Collected data:

-.-.-

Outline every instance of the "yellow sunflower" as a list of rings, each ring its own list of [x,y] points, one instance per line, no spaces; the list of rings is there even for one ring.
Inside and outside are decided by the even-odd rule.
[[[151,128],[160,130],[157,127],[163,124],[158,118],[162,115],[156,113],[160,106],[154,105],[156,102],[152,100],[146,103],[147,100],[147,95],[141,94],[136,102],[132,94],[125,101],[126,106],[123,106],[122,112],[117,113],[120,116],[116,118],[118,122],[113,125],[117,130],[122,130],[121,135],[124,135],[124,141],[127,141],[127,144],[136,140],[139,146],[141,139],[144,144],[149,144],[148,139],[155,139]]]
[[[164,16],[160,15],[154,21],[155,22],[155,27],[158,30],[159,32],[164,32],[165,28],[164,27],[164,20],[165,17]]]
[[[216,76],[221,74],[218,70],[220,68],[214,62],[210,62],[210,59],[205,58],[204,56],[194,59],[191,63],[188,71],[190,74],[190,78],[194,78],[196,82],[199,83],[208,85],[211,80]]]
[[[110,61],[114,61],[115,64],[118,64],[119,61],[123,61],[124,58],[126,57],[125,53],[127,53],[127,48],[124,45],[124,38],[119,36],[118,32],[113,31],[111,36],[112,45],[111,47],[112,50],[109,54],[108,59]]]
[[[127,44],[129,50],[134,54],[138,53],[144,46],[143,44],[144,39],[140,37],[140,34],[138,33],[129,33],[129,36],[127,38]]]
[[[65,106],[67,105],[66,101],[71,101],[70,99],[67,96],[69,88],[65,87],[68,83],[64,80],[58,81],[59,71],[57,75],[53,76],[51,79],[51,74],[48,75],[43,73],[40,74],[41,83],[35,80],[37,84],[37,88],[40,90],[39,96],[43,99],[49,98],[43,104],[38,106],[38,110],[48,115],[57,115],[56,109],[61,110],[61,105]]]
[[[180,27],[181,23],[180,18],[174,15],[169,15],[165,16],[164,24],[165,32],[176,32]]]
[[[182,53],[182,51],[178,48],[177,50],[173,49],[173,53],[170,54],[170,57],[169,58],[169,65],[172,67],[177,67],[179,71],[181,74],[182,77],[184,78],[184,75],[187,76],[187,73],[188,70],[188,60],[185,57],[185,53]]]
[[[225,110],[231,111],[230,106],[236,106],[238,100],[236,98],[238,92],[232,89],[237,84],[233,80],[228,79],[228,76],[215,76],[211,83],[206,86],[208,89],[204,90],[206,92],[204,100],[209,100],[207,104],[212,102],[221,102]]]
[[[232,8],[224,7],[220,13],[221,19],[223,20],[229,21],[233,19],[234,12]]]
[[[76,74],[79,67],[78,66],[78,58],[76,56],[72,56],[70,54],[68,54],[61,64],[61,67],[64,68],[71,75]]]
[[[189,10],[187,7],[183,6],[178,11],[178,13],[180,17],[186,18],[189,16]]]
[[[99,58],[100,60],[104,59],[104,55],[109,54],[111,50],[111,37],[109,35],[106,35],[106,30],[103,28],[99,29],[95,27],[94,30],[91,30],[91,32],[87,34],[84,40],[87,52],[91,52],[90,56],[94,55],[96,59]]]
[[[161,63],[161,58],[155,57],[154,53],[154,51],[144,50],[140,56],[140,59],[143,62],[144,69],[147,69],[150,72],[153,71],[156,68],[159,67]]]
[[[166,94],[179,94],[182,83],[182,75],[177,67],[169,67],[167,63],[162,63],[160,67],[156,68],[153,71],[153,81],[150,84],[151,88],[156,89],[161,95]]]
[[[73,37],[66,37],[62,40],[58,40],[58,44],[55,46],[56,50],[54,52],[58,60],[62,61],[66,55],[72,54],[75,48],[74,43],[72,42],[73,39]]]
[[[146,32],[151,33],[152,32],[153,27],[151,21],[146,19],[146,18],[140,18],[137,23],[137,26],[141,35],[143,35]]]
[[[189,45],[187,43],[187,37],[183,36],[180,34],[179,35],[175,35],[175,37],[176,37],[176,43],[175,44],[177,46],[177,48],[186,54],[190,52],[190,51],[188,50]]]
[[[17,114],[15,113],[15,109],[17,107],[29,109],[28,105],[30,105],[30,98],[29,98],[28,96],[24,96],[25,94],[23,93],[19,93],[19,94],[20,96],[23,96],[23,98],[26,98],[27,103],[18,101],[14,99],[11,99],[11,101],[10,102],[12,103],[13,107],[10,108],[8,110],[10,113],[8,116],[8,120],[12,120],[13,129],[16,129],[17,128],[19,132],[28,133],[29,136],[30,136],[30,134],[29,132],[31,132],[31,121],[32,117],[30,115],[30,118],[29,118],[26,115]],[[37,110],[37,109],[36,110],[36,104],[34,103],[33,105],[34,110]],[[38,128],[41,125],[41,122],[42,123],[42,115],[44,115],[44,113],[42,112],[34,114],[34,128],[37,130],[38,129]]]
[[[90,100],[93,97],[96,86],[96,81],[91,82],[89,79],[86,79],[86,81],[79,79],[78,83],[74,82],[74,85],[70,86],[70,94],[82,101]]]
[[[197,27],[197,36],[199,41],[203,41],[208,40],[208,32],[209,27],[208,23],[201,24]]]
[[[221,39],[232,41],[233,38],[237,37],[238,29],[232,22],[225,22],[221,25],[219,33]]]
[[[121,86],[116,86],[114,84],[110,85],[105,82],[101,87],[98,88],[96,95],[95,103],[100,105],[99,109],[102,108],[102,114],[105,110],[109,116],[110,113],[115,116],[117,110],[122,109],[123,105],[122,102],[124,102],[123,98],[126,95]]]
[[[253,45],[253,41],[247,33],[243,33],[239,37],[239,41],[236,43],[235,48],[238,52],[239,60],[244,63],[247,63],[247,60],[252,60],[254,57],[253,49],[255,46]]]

-.-.-

**Task description**
Which lines of the records contain the string "even"? Collect each of those lines and copy it out in full.

**Written answer**
Outline every instance of the "yellow sunflower" as a list of rings, each ring its own list of [x,y] points, one instance per line, no spaces; the list of rings is there even for one ring.
Inside and outside are decided by the even-odd rule.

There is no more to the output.